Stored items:
********
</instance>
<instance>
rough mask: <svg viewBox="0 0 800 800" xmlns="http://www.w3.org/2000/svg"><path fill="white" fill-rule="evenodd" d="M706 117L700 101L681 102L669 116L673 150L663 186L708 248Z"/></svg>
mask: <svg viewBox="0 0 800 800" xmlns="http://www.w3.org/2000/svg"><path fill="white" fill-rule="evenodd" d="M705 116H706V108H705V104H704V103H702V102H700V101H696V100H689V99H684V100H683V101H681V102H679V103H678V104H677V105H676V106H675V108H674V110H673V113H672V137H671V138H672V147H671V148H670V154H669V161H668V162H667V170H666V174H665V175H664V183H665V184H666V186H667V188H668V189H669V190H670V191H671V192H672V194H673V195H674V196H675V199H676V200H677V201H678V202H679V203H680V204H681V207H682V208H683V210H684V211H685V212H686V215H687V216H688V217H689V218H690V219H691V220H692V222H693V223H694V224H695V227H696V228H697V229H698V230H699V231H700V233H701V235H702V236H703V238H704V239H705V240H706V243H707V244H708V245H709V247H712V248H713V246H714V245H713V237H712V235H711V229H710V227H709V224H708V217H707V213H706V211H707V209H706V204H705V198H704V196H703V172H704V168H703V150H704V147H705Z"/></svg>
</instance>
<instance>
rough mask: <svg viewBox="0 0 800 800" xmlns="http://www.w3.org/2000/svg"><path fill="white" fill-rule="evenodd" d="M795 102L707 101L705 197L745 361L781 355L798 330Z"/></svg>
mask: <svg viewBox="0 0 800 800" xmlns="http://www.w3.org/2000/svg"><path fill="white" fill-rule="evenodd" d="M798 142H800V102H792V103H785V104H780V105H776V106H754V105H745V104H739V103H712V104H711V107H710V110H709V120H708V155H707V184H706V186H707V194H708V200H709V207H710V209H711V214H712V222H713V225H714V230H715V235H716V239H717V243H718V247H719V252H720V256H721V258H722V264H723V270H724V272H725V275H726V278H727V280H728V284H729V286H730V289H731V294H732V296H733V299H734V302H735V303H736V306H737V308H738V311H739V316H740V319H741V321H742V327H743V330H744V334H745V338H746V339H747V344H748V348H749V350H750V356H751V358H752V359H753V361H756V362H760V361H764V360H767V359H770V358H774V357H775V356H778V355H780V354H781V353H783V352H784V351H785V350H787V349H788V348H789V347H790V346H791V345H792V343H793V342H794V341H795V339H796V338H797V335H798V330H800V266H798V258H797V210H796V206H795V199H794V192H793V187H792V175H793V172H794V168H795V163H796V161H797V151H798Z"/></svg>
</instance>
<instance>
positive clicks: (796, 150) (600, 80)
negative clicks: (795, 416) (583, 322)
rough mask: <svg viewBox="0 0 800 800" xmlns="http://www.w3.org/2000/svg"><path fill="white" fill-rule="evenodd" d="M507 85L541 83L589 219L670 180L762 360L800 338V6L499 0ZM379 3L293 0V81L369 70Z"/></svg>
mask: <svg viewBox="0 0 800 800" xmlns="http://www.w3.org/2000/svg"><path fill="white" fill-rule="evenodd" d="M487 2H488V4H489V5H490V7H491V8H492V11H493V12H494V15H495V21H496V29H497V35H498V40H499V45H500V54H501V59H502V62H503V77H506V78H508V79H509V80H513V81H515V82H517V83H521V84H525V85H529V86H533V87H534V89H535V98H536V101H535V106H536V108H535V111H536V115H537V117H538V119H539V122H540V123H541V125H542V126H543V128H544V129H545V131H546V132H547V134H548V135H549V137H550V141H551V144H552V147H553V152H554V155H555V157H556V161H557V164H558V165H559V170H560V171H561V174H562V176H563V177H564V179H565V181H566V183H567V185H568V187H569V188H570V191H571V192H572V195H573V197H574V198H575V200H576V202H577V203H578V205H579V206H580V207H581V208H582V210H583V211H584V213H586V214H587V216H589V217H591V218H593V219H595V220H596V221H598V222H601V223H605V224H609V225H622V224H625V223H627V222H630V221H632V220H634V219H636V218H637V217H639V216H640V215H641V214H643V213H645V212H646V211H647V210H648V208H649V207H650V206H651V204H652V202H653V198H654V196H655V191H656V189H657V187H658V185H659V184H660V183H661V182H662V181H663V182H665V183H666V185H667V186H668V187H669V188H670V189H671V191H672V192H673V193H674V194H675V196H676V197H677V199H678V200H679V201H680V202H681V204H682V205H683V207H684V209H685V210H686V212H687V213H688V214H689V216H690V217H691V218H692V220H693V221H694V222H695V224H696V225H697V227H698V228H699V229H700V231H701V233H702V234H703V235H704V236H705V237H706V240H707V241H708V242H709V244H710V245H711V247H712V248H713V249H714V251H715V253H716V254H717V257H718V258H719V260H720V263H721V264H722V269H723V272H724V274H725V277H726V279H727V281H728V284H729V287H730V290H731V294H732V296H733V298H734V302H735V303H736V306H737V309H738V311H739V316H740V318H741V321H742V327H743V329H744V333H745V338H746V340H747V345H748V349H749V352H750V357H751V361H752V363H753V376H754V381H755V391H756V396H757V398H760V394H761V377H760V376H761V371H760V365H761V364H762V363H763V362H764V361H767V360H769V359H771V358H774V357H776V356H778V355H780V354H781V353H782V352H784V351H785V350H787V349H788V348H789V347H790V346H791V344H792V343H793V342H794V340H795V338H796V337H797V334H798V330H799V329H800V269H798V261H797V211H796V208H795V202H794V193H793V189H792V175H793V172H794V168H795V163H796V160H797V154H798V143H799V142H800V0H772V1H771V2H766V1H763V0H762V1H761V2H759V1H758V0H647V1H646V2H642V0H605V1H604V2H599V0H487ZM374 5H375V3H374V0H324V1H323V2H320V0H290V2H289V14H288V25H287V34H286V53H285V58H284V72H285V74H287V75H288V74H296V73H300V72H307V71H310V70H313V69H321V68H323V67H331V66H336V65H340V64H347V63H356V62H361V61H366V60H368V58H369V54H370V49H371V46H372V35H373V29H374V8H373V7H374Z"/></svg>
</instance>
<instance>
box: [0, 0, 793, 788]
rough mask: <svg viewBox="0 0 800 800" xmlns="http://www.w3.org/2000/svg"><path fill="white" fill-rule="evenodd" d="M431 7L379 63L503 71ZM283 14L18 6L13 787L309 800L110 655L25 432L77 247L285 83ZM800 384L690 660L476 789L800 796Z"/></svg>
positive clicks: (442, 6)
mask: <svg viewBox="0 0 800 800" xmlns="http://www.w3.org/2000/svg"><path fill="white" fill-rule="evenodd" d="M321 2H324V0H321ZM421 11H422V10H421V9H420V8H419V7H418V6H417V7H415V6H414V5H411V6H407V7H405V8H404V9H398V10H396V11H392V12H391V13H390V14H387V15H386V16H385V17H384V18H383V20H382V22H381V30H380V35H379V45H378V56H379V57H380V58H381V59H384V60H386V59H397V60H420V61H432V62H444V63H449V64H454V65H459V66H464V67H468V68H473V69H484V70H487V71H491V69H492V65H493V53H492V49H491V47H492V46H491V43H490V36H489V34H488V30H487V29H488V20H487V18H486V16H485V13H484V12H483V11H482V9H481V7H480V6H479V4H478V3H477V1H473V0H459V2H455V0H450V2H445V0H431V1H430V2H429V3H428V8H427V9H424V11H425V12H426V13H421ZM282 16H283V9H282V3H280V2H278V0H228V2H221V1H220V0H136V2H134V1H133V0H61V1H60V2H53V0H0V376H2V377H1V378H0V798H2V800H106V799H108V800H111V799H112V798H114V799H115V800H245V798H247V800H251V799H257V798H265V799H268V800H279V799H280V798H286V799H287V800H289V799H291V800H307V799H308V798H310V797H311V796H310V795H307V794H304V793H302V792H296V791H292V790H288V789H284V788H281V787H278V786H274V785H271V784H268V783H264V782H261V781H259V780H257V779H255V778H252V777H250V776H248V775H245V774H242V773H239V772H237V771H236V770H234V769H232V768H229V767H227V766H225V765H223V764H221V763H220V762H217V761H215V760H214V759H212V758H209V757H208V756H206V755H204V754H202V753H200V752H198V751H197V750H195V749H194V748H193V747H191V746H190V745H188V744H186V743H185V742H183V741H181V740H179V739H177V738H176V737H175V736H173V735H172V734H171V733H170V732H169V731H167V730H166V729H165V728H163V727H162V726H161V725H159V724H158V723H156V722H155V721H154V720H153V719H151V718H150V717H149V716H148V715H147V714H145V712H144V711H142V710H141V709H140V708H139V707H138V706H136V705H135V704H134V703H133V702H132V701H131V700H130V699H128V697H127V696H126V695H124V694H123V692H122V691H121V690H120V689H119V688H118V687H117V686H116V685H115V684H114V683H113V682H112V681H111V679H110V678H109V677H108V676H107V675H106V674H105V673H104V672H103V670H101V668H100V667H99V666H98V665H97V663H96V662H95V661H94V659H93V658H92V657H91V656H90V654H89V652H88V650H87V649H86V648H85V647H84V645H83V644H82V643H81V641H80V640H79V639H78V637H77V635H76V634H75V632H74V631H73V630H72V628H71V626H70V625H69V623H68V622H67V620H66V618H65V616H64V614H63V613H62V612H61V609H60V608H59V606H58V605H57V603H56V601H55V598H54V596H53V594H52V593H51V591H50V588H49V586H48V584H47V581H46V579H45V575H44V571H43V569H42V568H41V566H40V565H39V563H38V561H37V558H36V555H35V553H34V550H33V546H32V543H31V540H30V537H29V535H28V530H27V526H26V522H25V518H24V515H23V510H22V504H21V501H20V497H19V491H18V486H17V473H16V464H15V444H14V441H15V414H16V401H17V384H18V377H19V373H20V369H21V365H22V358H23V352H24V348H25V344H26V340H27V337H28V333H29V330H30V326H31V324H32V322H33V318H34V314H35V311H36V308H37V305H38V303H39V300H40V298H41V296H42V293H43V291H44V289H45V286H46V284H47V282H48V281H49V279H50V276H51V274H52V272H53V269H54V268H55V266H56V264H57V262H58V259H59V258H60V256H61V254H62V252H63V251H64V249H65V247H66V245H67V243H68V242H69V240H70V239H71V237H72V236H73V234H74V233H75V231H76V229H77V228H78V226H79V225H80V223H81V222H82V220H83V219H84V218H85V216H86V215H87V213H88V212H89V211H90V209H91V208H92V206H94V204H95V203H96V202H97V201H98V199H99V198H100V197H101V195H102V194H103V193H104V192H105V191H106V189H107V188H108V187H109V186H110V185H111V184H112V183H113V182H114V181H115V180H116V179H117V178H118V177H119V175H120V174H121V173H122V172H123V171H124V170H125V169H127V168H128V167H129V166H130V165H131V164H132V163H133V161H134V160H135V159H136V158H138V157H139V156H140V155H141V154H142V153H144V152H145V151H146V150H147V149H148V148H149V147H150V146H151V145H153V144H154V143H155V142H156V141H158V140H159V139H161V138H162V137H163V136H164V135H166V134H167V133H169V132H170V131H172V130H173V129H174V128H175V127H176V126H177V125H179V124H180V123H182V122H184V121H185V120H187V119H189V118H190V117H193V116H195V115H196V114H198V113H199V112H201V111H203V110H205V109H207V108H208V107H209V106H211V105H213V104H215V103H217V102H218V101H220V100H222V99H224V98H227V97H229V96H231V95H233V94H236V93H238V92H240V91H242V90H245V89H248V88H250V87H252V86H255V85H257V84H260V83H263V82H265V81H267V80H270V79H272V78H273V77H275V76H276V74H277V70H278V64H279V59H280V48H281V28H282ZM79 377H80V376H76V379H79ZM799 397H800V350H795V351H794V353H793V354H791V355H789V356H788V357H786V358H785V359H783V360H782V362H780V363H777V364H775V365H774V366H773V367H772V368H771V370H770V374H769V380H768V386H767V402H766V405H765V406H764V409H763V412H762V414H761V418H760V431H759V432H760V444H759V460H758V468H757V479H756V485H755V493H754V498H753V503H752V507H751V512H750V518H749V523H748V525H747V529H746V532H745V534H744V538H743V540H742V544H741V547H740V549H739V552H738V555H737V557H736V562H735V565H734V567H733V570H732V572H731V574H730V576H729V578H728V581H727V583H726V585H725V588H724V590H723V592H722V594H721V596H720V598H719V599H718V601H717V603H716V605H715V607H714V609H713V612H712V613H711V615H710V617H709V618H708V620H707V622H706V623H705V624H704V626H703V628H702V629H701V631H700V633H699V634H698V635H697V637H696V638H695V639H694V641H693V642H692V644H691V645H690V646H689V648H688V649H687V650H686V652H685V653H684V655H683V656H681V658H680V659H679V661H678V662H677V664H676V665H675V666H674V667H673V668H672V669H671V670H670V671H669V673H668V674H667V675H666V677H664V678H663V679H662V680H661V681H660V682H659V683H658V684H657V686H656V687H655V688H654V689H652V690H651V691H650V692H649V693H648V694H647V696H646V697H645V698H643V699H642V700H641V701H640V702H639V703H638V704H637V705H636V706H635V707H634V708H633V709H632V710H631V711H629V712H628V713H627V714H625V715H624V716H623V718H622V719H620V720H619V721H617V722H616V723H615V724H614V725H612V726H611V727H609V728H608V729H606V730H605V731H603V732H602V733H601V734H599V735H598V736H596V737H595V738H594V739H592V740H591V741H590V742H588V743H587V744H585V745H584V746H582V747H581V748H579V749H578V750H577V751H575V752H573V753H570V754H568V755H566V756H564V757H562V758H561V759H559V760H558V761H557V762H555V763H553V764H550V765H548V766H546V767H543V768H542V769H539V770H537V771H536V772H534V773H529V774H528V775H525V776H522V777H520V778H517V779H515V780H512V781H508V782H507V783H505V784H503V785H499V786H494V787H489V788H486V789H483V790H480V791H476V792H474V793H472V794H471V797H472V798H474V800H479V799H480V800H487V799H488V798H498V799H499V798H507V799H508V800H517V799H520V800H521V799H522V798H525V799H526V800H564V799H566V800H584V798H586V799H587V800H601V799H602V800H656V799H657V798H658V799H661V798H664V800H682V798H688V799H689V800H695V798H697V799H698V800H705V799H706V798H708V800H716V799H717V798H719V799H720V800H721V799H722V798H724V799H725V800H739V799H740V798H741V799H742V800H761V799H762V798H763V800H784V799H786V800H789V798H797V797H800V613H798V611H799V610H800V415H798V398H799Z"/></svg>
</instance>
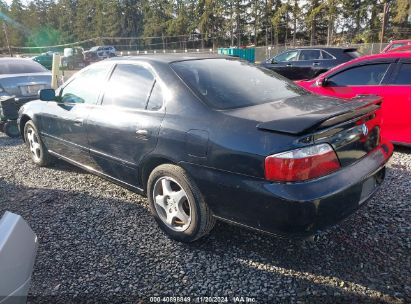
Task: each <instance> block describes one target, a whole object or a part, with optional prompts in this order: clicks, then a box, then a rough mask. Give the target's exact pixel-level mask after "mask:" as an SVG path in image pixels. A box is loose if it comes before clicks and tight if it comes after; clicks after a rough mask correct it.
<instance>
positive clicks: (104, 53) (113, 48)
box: [84, 45, 116, 63]
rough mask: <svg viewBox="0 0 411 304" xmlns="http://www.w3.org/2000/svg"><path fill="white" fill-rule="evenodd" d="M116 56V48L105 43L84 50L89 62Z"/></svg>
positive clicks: (96, 61) (88, 61)
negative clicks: (85, 50) (106, 44)
mask: <svg viewBox="0 0 411 304" xmlns="http://www.w3.org/2000/svg"><path fill="white" fill-rule="evenodd" d="M115 56H116V49H115V48H114V46H109V45H105V46H104V45H103V46H94V47H92V48H91V49H89V50H88V51H85V52H84V59H85V60H86V61H87V62H88V63H92V62H97V61H100V60H104V59H106V58H111V57H115Z"/></svg>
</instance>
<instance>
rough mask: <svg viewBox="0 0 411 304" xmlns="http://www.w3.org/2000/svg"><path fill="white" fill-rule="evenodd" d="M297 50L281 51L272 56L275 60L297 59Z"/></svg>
mask: <svg viewBox="0 0 411 304" xmlns="http://www.w3.org/2000/svg"><path fill="white" fill-rule="evenodd" d="M297 55H298V51H289V52H285V53H282V54H280V55H278V56H276V57H275V58H274V60H275V61H277V62H287V61H294V60H297Z"/></svg>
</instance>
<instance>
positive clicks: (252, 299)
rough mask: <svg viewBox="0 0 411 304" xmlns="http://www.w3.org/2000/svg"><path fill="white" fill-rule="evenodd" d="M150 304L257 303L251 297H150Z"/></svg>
mask: <svg viewBox="0 0 411 304" xmlns="http://www.w3.org/2000/svg"><path fill="white" fill-rule="evenodd" d="M150 303H257V301H256V299H255V298H253V297H243V296H233V297H206V296H204V297H176V296H172V297H150Z"/></svg>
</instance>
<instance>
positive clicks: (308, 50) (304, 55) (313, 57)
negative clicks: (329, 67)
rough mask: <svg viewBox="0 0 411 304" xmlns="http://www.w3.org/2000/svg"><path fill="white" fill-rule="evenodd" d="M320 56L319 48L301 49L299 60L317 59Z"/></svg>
mask: <svg viewBox="0 0 411 304" xmlns="http://www.w3.org/2000/svg"><path fill="white" fill-rule="evenodd" d="M320 57H321V51H320V50H302V51H300V60H318V59H320Z"/></svg>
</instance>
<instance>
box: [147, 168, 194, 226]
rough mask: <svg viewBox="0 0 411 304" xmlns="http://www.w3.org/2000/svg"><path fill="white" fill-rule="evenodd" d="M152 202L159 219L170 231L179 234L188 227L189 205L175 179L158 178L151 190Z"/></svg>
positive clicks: (183, 189)
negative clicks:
********
Print, from the entries above, the line with "box: [84, 45, 116, 63]", the line with "positive clicks: (96, 61) (88, 61)" and all lines between them, exactly and with nothing else.

box: [84, 45, 116, 63]
rough mask: <svg viewBox="0 0 411 304" xmlns="http://www.w3.org/2000/svg"><path fill="white" fill-rule="evenodd" d="M116 56V48L105 43L84 50L89 62Z"/></svg>
positive clicks: (96, 61) (88, 61)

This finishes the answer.